> Instructions
a. List every year given as a four-digit number in the Santa Monica history passage.
b. Reproduce the Santa Monica history passage word for word, starting at "Santa Monica as" and running up to and including "bay since 1909.".
**** Selected passage
Long before the road or the pier, this stretch of coast was home to the Tongva (Gabrielino) people, who lived along Santa Monica Bay for centuries. A Spanish expedition camped nearby in 1769 and left the name of a saint on the place; through the Mexican era the land was ranch country, part of the great Sepulveda grant. The Tongva remain part of the Los Angeles region today, and the bay they knew is still the heart of the city that grew here.

Santa Monica as a town dates to 1875, when a Nevada silver senator, John P. Jones, and a ranching colonel, Robert Baker, laid it out as a seaside resort — a 'Pearl of the Pacific' they hoped would become Los Angeles's great port. Jones gave the city the long ribbon of bluff-top land that became Palisades Park, still its finest public space; the railroad arrived the same year; and the town incorporated in 1886. The port ambitions faded — San Pedro won that prize — but the resort stuck, and Santa Monica became the place Los Angeles went to the beach.

The Santa Monica Pier in its early decades
The Santa Monica Pier in its early decades — the amusement pier that has anchored the bay since 1909.
********
**** Dataset rows
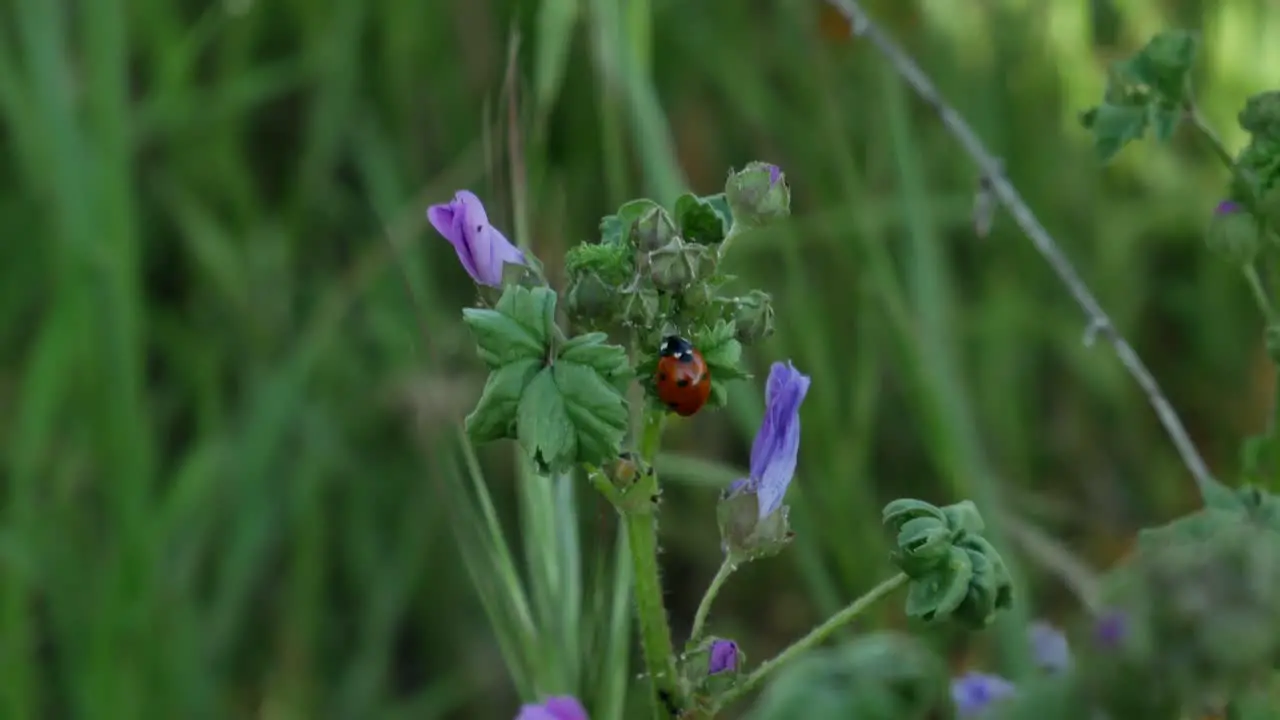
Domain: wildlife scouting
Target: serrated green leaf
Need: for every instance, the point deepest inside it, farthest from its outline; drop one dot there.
(494, 415)
(1115, 126)
(597, 409)
(698, 220)
(1164, 118)
(543, 423)
(502, 340)
(594, 351)
(1165, 63)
********
> Written responses
a. 1769, 1875, 1886, 1909

b.
Santa Monica as a town dates to 1875, when a Nevada silver senator, John P. Jones, and a ranching colonel, Robert Baker, laid it out as a seaside resort — a 'Pearl of the Pacific' they hoped would become Los Angeles's great port. Jones gave the city the long ribbon of bluff-top land that became Palisades Park, still its finest public space; the railroad arrived the same year; and the town incorporated in 1886. The port ambitions faded — San Pedro won that prize — but the resort stuck, and Santa Monica became the place Los Angeles went to the beach.

The Santa Monica Pier in its early decades
The Santa Monica Pier in its early decades — the amusement pier that has anchored the bay since 1909.